- [REQUEST]:
Rewrite every line from the start of the rows up to and including the line containing "438), (594, 414)]", shifting each x and y coordinate in the answers by -27 and leaving all other lines unchanged.

* * * * * * * * *

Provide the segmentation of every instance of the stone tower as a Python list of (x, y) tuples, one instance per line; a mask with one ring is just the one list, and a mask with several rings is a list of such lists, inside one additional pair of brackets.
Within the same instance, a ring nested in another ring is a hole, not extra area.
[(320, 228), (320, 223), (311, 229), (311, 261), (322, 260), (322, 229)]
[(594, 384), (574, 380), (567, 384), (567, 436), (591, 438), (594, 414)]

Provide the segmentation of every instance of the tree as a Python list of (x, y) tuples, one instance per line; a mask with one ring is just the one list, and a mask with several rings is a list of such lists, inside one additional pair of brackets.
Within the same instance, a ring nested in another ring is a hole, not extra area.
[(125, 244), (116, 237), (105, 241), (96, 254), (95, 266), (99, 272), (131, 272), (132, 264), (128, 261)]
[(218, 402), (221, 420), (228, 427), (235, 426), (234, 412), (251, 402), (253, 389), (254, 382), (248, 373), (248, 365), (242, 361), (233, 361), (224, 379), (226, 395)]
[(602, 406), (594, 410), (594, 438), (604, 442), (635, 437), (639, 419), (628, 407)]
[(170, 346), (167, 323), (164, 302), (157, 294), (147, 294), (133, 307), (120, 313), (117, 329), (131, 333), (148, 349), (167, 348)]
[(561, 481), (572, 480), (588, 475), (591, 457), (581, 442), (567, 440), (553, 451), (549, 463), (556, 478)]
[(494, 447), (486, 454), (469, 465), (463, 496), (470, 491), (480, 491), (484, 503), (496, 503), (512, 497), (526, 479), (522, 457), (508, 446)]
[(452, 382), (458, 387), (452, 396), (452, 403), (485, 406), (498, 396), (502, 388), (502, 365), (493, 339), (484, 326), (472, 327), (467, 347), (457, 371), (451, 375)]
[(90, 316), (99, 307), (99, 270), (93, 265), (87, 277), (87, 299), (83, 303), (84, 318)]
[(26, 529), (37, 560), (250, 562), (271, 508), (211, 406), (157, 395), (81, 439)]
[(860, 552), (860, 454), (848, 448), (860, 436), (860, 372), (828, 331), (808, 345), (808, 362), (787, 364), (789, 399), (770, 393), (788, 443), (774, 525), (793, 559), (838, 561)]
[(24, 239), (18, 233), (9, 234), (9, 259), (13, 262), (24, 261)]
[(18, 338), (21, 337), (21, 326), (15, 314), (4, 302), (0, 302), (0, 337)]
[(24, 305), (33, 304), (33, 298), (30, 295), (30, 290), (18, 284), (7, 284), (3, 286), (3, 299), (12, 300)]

* * * * * * * * *

- [SOLUTION FOR THIS TASK]:
Provide the segmentation of every instance of the stone tower as a Python list of (x, y) tuples, one instance per line; a mask with one ring is just the one list, and a mask with several rings is a list of such lists, inside one additional pair of brackets.
Within the same instance, a ring nested in another ring is a hole, not extra area.
[(293, 201), (293, 196), (284, 202), (284, 234), (295, 233), (295, 202)]
[(567, 357), (547, 353), (540, 357), (540, 409), (564, 411), (567, 387)]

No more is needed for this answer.